**What is being asked:** Without including any pictures, reproduce the full listing exactly.
== Information given ==
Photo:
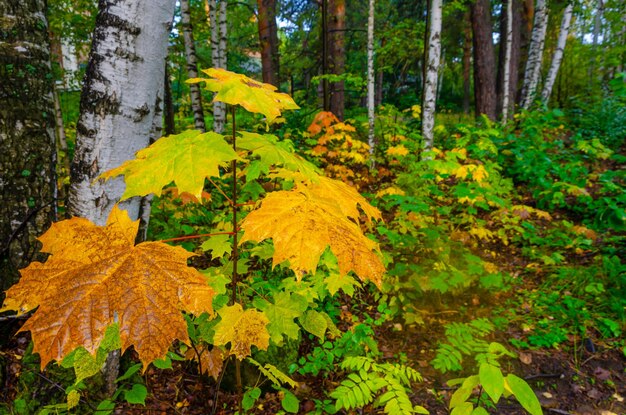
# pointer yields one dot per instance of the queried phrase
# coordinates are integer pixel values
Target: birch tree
(507, 61)
(432, 71)
(124, 76)
(558, 53)
(484, 59)
(535, 54)
(371, 81)
(218, 55)
(192, 65)
(27, 147)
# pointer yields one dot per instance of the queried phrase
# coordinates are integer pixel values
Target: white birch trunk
(432, 70)
(558, 53)
(535, 54)
(507, 61)
(371, 81)
(124, 75)
(192, 66)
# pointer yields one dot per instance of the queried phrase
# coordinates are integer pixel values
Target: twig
(203, 235)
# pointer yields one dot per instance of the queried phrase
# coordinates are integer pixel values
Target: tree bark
(218, 55)
(371, 81)
(124, 75)
(268, 38)
(337, 54)
(535, 54)
(431, 73)
(192, 65)
(467, 62)
(508, 44)
(27, 144)
(484, 60)
(558, 53)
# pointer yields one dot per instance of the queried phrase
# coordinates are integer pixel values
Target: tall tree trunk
(535, 54)
(558, 53)
(508, 44)
(371, 81)
(169, 124)
(218, 55)
(432, 70)
(467, 62)
(597, 28)
(484, 60)
(124, 75)
(27, 145)
(268, 38)
(192, 65)
(337, 52)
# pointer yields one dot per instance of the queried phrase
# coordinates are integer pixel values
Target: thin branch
(204, 235)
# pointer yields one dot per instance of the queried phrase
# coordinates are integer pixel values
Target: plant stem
(202, 235)
(235, 254)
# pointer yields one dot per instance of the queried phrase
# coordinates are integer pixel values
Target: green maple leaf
(272, 152)
(282, 313)
(237, 89)
(186, 159)
(218, 244)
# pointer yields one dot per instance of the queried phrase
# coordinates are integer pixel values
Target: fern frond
(275, 375)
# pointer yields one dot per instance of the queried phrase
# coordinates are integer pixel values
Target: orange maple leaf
(97, 276)
(305, 221)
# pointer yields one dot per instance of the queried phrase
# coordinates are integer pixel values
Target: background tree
(432, 71)
(532, 72)
(268, 38)
(27, 143)
(558, 53)
(337, 54)
(192, 65)
(484, 60)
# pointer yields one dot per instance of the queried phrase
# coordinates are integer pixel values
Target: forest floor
(573, 381)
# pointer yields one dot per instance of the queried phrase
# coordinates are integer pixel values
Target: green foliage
(383, 385)
(491, 379)
(462, 339)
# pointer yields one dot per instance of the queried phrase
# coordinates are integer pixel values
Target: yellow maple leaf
(211, 361)
(186, 159)
(237, 89)
(96, 277)
(242, 329)
(305, 221)
(398, 150)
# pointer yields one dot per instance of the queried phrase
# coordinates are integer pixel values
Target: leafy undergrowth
(494, 283)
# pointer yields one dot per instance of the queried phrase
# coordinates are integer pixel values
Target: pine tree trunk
(337, 53)
(535, 54)
(558, 53)
(508, 44)
(118, 99)
(192, 65)
(371, 81)
(268, 38)
(467, 62)
(484, 60)
(27, 144)
(431, 73)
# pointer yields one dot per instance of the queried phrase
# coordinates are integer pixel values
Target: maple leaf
(186, 159)
(237, 89)
(241, 329)
(96, 277)
(303, 222)
(273, 153)
(282, 313)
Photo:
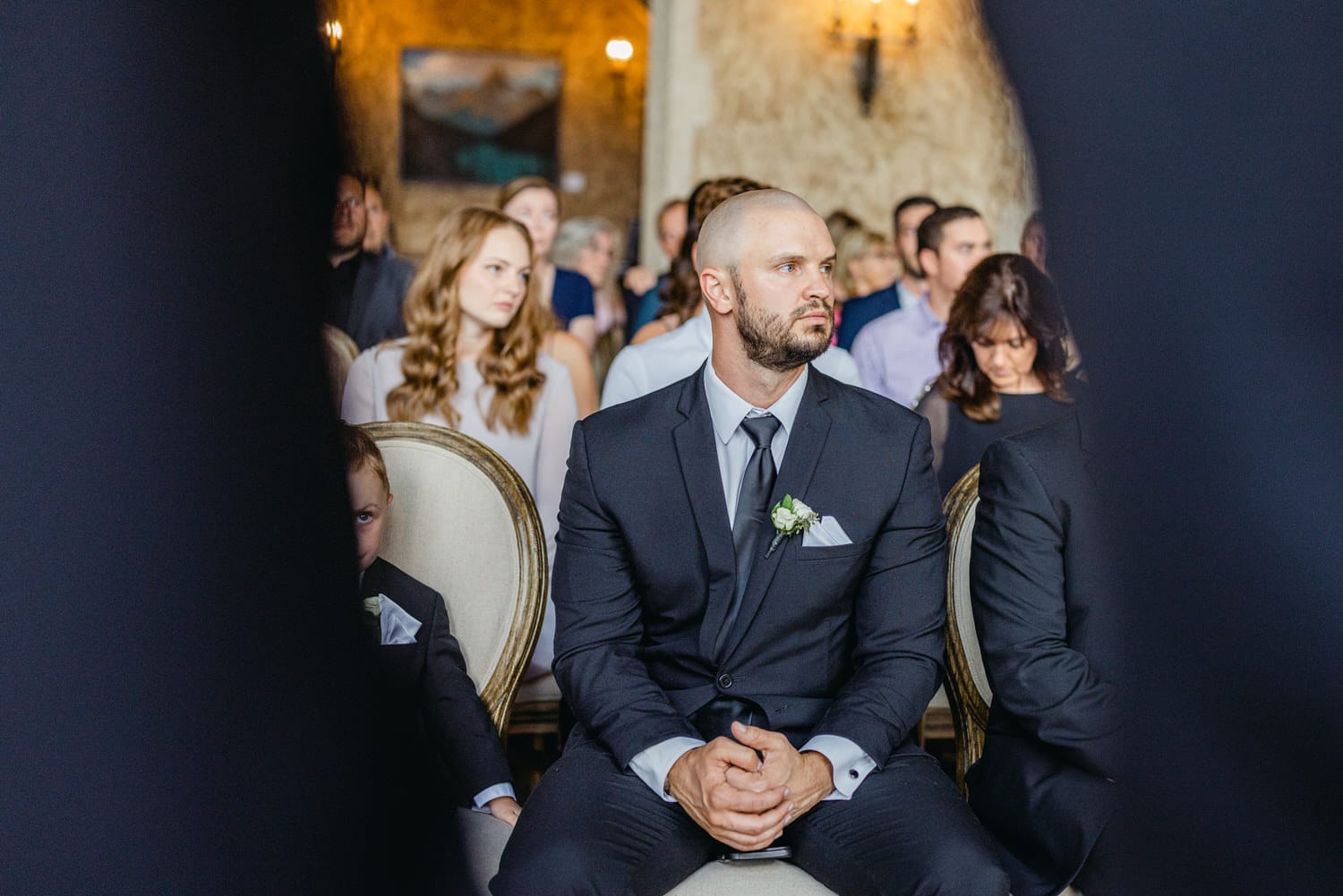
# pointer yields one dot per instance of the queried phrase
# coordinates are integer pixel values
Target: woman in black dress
(1004, 357)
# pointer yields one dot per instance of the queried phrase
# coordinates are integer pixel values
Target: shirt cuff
(654, 764)
(483, 798)
(849, 762)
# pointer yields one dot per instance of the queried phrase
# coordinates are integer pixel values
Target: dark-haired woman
(1004, 357)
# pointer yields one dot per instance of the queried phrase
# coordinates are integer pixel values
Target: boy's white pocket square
(825, 533)
(398, 625)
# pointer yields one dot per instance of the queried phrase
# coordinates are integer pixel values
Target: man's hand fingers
(747, 831)
(759, 738)
(752, 781)
(730, 753)
(727, 798)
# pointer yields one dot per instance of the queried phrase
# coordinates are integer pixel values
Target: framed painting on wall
(478, 117)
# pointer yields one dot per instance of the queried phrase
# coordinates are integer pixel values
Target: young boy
(424, 686)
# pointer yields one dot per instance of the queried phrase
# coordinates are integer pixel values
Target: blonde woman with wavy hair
(473, 360)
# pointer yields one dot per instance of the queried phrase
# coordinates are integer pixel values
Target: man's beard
(770, 340)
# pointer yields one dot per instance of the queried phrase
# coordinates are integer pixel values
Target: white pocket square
(825, 533)
(398, 625)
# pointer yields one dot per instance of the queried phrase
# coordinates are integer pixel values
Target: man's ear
(717, 290)
(929, 262)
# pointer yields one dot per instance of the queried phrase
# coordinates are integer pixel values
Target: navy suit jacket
(373, 311)
(862, 311)
(430, 715)
(1047, 622)
(830, 640)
===
**Response area:**
Photo:
# pointer yields one dot per instance of the queried phrase
# coordinates are integer pixel values
Target: birch tree
(507, 61)
(432, 71)
(124, 76)
(558, 53)
(484, 59)
(535, 54)
(371, 81)
(218, 55)
(192, 65)
(27, 147)
# pointer yields one dot per instance of the queried phrase
# coordinates are integer pixel values
Target: white birch trunk
(432, 70)
(558, 53)
(535, 54)
(507, 61)
(371, 81)
(124, 75)
(192, 66)
# pointer yields one dot per instance of the queried phrase
# coordinates are integer pixel values
Target: twig
(203, 235)
# pointer yields one dot per instance of the queried phrase
# coordinates are integer pixel values
Target: tree bark
(218, 55)
(371, 81)
(124, 75)
(268, 38)
(337, 54)
(535, 54)
(431, 73)
(192, 65)
(467, 62)
(508, 44)
(27, 144)
(484, 60)
(558, 53)
# pointer yields one dot per instance of the queried phrase
# coordinates are integer pixel values
Target: tall tree trunk
(535, 54)
(558, 53)
(508, 44)
(371, 81)
(169, 124)
(218, 55)
(432, 70)
(467, 62)
(597, 28)
(484, 60)
(124, 75)
(27, 145)
(268, 38)
(192, 65)
(337, 52)
# pointer yields one dot per instance of the queried phrase
# coordinates are integer pixel values
Target: thin branch
(204, 235)
# pointer yields one dot per instance of the queried phrase
# coordinates are integer pixel values
Target: plant stem
(202, 235)
(235, 254)
# pointer yields one dot per instance of the queried phrase
# coordinates are integer pixel values
Target: green maple leaf
(272, 152)
(282, 313)
(237, 89)
(186, 159)
(218, 244)
# pointer yields one dot per instance of the queried phrase
# coordinates are integer pixel values
Target: fern frond
(275, 375)
# pointer yields one dot per instance of the queried phrase
# coordinates are integer pixel values
Target: orange maple leaf
(97, 276)
(305, 221)
# pointer yields one dot per instance of the queried phrase
# coordinates are integer pixel values
Target: background tree
(432, 71)
(532, 72)
(268, 38)
(27, 143)
(558, 53)
(337, 54)
(192, 65)
(484, 60)
# pointer yields one dot per instance of the queried phrase
# coordinates are integer pixel values
Target: forest floor
(573, 381)
# pointer yields one dot per instance of the queried phrase
# coordinates are integer pixel values
Target: green foliage
(383, 385)
(491, 379)
(462, 339)
# pointer yields one dot per instance of the queried phrase
# coordinates are integer pixel values
Target: yellow maple leaf
(211, 361)
(186, 159)
(237, 89)
(96, 277)
(242, 329)
(305, 221)
(398, 150)
# pointer yields one dot per instance of the queried phrase
# coordinates are integer pixel values
Target: leafy undergrowth
(494, 283)
# pointer yields one dot per instance of the queried phrase
# coordinates are integer pixel values
Target: pine tree trunk
(337, 53)
(535, 54)
(558, 53)
(508, 44)
(118, 99)
(192, 65)
(371, 81)
(268, 38)
(467, 62)
(484, 60)
(27, 144)
(431, 73)
# pointer yields one dot per instance of the queried phrase
# coordinates are integer pixel values
Target: maple leaf
(186, 159)
(237, 89)
(241, 329)
(96, 277)
(303, 222)
(273, 153)
(282, 313)
Photo:
# pointer yields one dot per instance of the queried phrase
# coordinates are integer pixel values
Target: woman in black dress
(1004, 357)
# pointer yields one dot per instance of the queried phrase
# coordinates are integer pixel values
Target: shirt cuff
(654, 764)
(483, 798)
(849, 762)
# pointer yields one dot per instance of the queried phrase
# coordinates are integer pixel values
Target: dark-haired woman
(1004, 357)
# pointer yields one dot per instance of the queried phrase
# coordinates are integer pixel values
Target: boy's white pocket square
(825, 533)
(398, 625)
# pointer yields one dot per instance of the queried phrase
# coordinates are integer pixel values
Target: man's hand fingers
(747, 831)
(759, 738)
(752, 781)
(730, 753)
(727, 798)
# pointer yields one dot per instance of the queried phrase
# coordinates are integer pixel values
Target: framed painting on wall
(478, 117)
# pointer yields one dot per instance of the queried phrase
# coordinates are integer pixel values
Target: young boy
(424, 686)
# pointer yields one dot per instance of the queried phrase
# coordinates are integer pixel values
Target: blonde woman with wavy hair
(473, 360)
# pointer yields one dot per instance of the queried phrase
# coordinates are integer pixel values
Target: man's beard
(770, 340)
# pointer yields one dot per instance of the queried phrase
# coordinates are integer pixel values
Target: white pocket square
(825, 533)
(398, 625)
# pointer yields one dot per instance of the queried phrase
# coordinates are integer pixel values
Target: man's ear
(717, 290)
(929, 262)
# pointer yields one dot per instance of the queried phrase
# coordinates are integer pixel values
Target: navy suit jacket
(373, 311)
(862, 311)
(430, 715)
(1047, 622)
(830, 640)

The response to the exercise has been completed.